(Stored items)

━━━

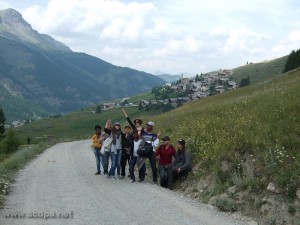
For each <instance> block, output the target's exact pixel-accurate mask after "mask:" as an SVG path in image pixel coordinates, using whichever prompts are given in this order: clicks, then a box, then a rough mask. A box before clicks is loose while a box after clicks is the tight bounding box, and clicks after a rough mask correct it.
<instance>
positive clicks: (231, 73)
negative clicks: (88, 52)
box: [102, 70, 238, 110]
mask: <svg viewBox="0 0 300 225" xmlns="http://www.w3.org/2000/svg"><path fill="white" fill-rule="evenodd" d="M231 74H232V71H231V70H218V71H214V72H209V73H206V74H201V75H196V76H194V77H191V78H183V77H182V78H181V79H180V80H178V81H177V82H174V83H167V84H165V85H164V86H165V87H169V88H170V89H172V90H174V92H176V93H178V94H180V93H186V96H184V97H176V98H164V99H156V100H140V103H139V104H134V103H131V102H128V101H127V99H128V98H126V99H122V100H121V101H119V102H106V103H103V104H102V110H109V109H112V108H116V107H120V106H125V107H132V106H139V107H140V108H143V109H145V108H147V107H148V106H149V105H164V104H171V105H172V106H173V107H176V106H178V105H181V104H184V103H188V102H191V101H194V100H197V99H202V98H206V97H208V96H210V95H213V94H212V92H214V94H221V93H223V92H225V91H230V90H234V89H236V88H237V87H238V84H237V83H236V82H235V81H234V80H232V79H230V78H229V76H230V75H231Z"/></svg>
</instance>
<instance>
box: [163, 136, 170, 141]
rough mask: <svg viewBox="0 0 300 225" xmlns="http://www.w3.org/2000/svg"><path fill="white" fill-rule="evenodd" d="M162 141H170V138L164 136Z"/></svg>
mask: <svg viewBox="0 0 300 225" xmlns="http://www.w3.org/2000/svg"><path fill="white" fill-rule="evenodd" d="M162 140H163V141H170V137H169V136H164V137H163V139H162Z"/></svg>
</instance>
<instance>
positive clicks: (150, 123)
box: [146, 121, 154, 126]
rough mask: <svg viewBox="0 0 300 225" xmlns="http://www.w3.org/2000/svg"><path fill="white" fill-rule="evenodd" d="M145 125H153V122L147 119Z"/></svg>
mask: <svg viewBox="0 0 300 225" xmlns="http://www.w3.org/2000/svg"><path fill="white" fill-rule="evenodd" d="M146 125H149V126H154V123H153V122H152V121H149V122H148V123H146Z"/></svg>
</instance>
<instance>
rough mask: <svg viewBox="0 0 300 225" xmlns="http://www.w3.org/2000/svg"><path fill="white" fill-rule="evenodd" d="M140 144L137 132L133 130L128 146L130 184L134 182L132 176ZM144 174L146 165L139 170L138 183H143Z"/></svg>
mask: <svg viewBox="0 0 300 225" xmlns="http://www.w3.org/2000/svg"><path fill="white" fill-rule="evenodd" d="M141 142H142V139H140V137H139V134H138V131H137V130H134V131H133V133H132V139H131V145H130V158H131V159H130V163H129V173H130V179H131V180H130V182H135V175H134V167H135V165H136V164H137V162H138V157H139V156H138V154H137V150H138V149H139V146H140V144H141ZM145 173H146V165H145V163H144V164H143V165H142V167H141V168H139V181H141V182H143V181H144V179H145Z"/></svg>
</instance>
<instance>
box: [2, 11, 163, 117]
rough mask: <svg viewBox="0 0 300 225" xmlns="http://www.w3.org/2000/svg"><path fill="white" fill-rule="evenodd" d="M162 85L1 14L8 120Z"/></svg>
mask: <svg viewBox="0 0 300 225" xmlns="http://www.w3.org/2000/svg"><path fill="white" fill-rule="evenodd" d="M163 83H165V81H164V80H162V79H160V78H158V77H157V76H154V75H152V74H148V73H145V72H142V71H137V70H134V69H130V68H126V67H118V66H115V65H112V64H110V63H108V62H105V61H103V60H101V59H99V58H96V57H93V56H90V55H87V54H84V53H77V52H73V51H71V50H70V48H68V47H67V46H66V45H64V44H63V43H60V42H58V41H56V40H54V39H53V38H51V37H50V36H48V35H44V34H39V33H38V32H37V31H35V30H33V29H32V28H31V26H30V25H29V24H28V23H27V22H26V21H25V20H24V19H23V18H22V15H21V14H20V13H18V12H17V11H16V10H13V9H7V10H2V11H0V93H1V97H0V107H2V108H3V110H4V113H5V115H6V117H7V119H8V120H12V119H32V118H34V117H40V116H45V115H49V114H57V113H65V112H70V111H73V110H76V109H78V108H81V107H85V106H87V105H90V104H95V103H96V104H97V103H100V102H102V101H105V100H110V99H114V98H122V97H127V96H132V95H136V94H139V93H144V92H147V91H149V90H151V88H152V87H153V86H158V85H161V84H163Z"/></svg>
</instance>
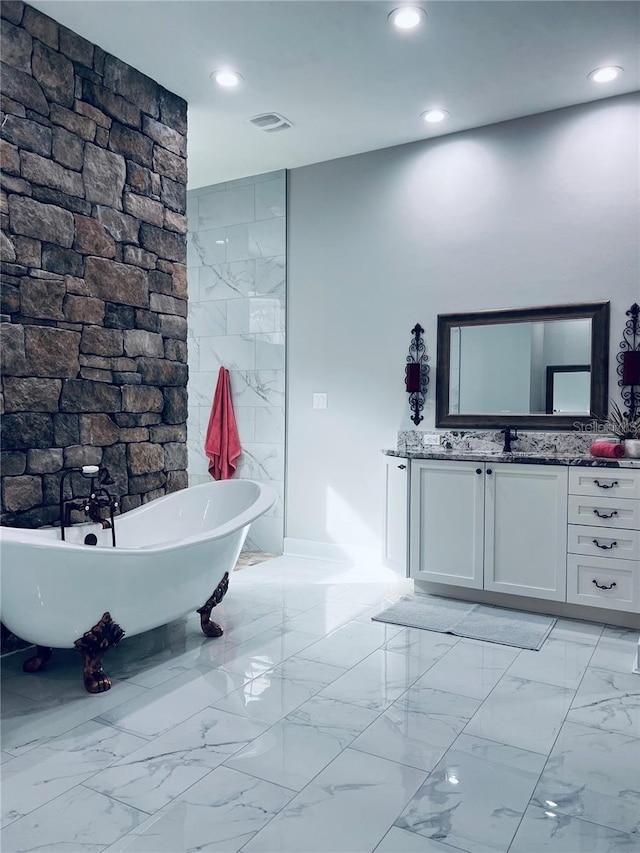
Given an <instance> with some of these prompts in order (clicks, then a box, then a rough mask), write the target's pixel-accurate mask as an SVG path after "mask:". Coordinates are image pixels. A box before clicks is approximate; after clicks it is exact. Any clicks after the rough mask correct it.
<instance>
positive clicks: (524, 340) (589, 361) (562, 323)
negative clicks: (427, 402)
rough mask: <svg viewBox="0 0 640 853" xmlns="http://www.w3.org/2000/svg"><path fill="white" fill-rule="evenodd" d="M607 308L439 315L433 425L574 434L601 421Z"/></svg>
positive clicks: (508, 310) (603, 417)
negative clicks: (588, 422)
mask: <svg viewBox="0 0 640 853" xmlns="http://www.w3.org/2000/svg"><path fill="white" fill-rule="evenodd" d="M608 367H609V303H608V302H590V303H584V304H581V305H580V304H578V305H551V306H546V307H541V308H518V309H513V310H507V311H480V312H475V313H466V314H439V315H438V355H437V367H436V426H437V427H466V428H467V429H472V428H486V427H488V428H490V427H498V428H502V427H505V426H507V425H508V426H512V427H521V428H528V429H555V430H562V429H573V428H574V427H575V425H576V423H586V422H587V421H591V420H593V419H594V418H596V419H603V418H605V417H606V416H607V387H608Z"/></svg>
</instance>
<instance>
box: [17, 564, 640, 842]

━━━

• What you will do: Whenever the word "correct" occurs in a line above, copy that line.

• Exercise output:
For each <instance> block, output the target's exact pixel-accurate mask after "mask:" as an SVG path in image pixel coordinates, using whichever prompts are given in this order: clicks, then a box, then a rough mask. A box before clicks is loose while a box after clicks is the tight bounding box, and clicks after a rough mask correct it.
Given an <instance> with some of these prompts in order (clicks, then a box, then a rough mask), write the target's pixel-accurate mask as an SVG path after "mask:". Coordinates are image pixels. A box before clicks is approximate; after clicks it is exact. Any clicks after the rough mask correct it.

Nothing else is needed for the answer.